*TASKS TO CARRY OUT*:
1. In the beat-detection write-up, which frequency corresponds to the quarter notes?
2. Echo the beat-detection write-up from "Finally I just" up to and including "only plot those.".

*DOCUMENT PASSAGE*:
::::::

In[8]:= timefield[data_] := Table[Fourier[Abs[data[[All, i]] ] ], {i, Length[data[[1]] ]}] In[9]:= times = timefield[field]; In[10]:= ListDensityPlot[Abs[times], Mesh -> False]

Finally I just add all of these together vertically to get the rough correlation of frequencies of each frequency. We’re only interested in the very low frequencies (of each frequency)—things that happen between 1 and 40 times during the sample—so I only plot those.

In[11]:= compose[data_] := Plus @@ data In[12]:= beats = compose[times]; In[13]:= ListPlot[Abs[beats[[Range[1, 40] ]] ], PlotJoined -> True, PlotRange -> {0, 320}]

This is our final analysis, so let’s look at it carefully. What is it saying? We want to look at the dominant frequencies, the ones with the strongest correlation. Frequency one is of no interest; it is always high in phaseless fourier transforms. The largest is six, followed by four. What happens six times during this sample? The half notes, which are the strongest orchestra hits. I can’t figure out four yet. The next one is twelve, which corresponds to the quarter notes: that’s the one we’re really interested in. I can’t quite tell how we’re going to communicate that to a reading program. We might just report the five highest levels or something, and let the program determine what kind of tempo range it is looking for.

The final step in the process is to do an inverse fourier transform on this data, to get back something that resembles our beats over time (a very dumbed-down version of the song, as it were). This is pretty cool:

In[14]:= orig = InverseFourier[beats]; In[15]:= ListPlot[orig, PlotJoined -> True]

You can see each of the strong beats that you associate with the song. I can’t tell whether the beats occur at the tips of those or at the heavy turnarounds right before the tips. I’m inclined to say the latter. But this information that we’ve reconstructed could easily have been created by a dumb volume analysis. Next week (when I finally have some time again, damn homework—I’m procrastinating a huge project as I speak), I’ll try it on a harder song, a baroque piece or some jazz. My ultimate goal in this project is to get it to beat-detect jazz, which has a very implicit pulse rather than a strong beat.

::::::

*RECORDS*:
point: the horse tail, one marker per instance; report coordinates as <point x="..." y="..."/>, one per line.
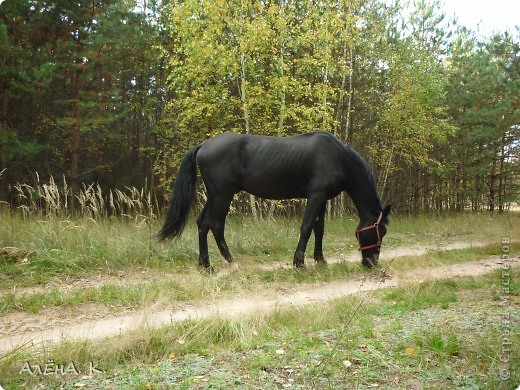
<point x="182" y="196"/>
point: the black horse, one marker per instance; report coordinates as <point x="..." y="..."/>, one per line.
<point x="315" y="165"/>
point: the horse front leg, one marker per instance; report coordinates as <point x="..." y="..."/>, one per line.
<point x="314" y="206"/>
<point x="319" y="230"/>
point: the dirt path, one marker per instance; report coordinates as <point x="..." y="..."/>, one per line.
<point x="55" y="325"/>
<point x="133" y="278"/>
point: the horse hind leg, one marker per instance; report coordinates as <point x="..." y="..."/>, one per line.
<point x="220" y="212"/>
<point x="319" y="229"/>
<point x="203" y="226"/>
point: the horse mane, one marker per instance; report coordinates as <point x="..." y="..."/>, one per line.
<point x="360" y="162"/>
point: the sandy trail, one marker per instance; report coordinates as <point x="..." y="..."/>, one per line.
<point x="53" y="326"/>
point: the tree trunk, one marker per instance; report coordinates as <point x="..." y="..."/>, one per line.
<point x="76" y="132"/>
<point x="243" y="97"/>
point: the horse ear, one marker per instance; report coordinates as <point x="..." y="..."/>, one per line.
<point x="386" y="212"/>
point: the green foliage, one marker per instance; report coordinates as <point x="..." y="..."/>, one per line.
<point x="115" y="92"/>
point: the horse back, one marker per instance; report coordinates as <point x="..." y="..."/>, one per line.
<point x="272" y="167"/>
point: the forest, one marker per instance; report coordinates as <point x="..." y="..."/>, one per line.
<point x="114" y="92"/>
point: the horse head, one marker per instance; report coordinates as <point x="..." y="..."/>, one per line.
<point x="370" y="238"/>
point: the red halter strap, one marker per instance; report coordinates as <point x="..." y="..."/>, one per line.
<point x="374" y="226"/>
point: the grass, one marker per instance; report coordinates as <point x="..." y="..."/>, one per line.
<point x="444" y="333"/>
<point x="63" y="253"/>
<point x="395" y="339"/>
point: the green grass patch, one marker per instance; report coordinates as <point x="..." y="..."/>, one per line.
<point x="447" y="333"/>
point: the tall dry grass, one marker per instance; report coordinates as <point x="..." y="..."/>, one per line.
<point x="56" y="199"/>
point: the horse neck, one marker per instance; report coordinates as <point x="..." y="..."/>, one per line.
<point x="363" y="193"/>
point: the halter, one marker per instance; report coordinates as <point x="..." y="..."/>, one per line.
<point x="374" y="226"/>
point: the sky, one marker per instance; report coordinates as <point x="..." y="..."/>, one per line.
<point x="488" y="15"/>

::::::

*RESPONSES PER TASK*:
1. Twelve.

2.
Finally I just add all of these together vertically to get the rough correlation of frequencies of each frequency. We’re only interested in the very low frequencies (of each frequency)—things that happen between 1 and 40 times during the sample—so I only plot those.